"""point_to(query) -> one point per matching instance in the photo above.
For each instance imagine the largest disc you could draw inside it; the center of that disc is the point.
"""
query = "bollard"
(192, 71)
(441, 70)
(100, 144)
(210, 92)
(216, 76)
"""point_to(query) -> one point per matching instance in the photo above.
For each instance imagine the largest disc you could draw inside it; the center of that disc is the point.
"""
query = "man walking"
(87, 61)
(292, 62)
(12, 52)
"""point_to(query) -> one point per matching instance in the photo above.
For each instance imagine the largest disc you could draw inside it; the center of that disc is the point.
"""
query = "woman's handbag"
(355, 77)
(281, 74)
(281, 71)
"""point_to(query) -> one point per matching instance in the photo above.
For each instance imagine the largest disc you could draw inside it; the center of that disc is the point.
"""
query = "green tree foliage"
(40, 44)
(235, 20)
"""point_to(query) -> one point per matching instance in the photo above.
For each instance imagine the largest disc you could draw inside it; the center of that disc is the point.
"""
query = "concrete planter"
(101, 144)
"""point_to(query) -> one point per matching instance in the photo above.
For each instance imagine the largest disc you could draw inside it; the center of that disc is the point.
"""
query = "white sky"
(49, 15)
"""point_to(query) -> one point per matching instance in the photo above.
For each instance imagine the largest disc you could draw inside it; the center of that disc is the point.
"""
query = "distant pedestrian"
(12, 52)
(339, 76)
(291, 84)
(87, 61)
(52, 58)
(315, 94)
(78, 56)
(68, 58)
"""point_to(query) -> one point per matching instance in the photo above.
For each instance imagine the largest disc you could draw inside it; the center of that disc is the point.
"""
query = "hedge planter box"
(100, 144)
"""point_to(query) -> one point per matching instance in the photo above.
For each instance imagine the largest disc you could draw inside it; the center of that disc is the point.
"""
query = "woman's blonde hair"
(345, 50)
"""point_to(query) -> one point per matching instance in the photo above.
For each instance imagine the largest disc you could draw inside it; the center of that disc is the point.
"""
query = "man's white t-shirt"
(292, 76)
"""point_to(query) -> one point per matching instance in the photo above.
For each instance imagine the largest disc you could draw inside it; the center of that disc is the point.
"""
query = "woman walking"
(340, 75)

──────────────────────────────

• _PROBLEM DETAILS_: Return the full listing, character for character.

• _EXERCISE RESPONSE_:
"""point_to(query) -> one point per matching instance in the photo above.
For each instance imagine the largest disc you could draw inside it; the center of that disc is the point.
"""
query = "bollard"
(192, 71)
(441, 70)
(100, 144)
(210, 92)
(216, 76)
"""point_to(query) -> one point per matching instance in the photo above.
For each instance imagine the largest disc you could draw inside it; the center of that disc is the point.
"""
query = "man walking"
(87, 61)
(292, 62)
(12, 52)
"""point_to(query) -> one point per matching instance in the photo above.
For each instance imagine the largest disc you could draw inside it; the center of that disc is the point.
"""
query = "woman's handbag"
(355, 77)
(281, 74)
(281, 71)
"""point_to(query) -> one point per matching instance in the photo above.
For each instance imagine the largest disc you could draw inside it; the center of that disc is the point.
"""
query = "green tree foliage"
(40, 44)
(235, 20)
"""point_to(query) -> one point per matching instance in the photo above.
For each instance imagine the largest disc you could draw inside it; the center of that disc is the point.
"""
query = "concrete planter"
(101, 144)
"""point_to(query) -> one point per matching instance in the photo above.
For each instance imagine the largest disc you could draw inside it; the center of that disc is the point.
"""
query = "white sky"
(49, 15)
"""point_to(query) -> one point per matching instance in the photo above.
For each instance imagine the largest disc you could draw inside it; the center of that disc is the point.
"""
query = "distant pedestrian"
(12, 52)
(339, 76)
(291, 84)
(87, 61)
(52, 58)
(315, 94)
(78, 56)
(68, 58)
"""point_to(query) -> one point per matching instance in the photo above.
For each instance imagine the largest disc you could draw inside it; the center of that disc is the point.
"""
query = "hedge planter box"
(100, 144)
"""point_to(query) -> one point per matching instance in the photo above.
For each instance imagine the largest disc you could draw inside it; the center of that disc is the point.
"""
query = "woman's blonde hair"
(345, 50)
"""point_to(query) -> one point per matching instance in the photo above.
For each instance imagine the largest disc you could draw inside it; the center of that disc is the point.
"""
query = "man's white t-shirt"
(292, 76)
"""point_to(query) -> one point per matching instance in the photo above.
For each instance imagine the largest disc you could draw inside it; the center of that disc is the point.
"""
query = "woman walking"
(340, 75)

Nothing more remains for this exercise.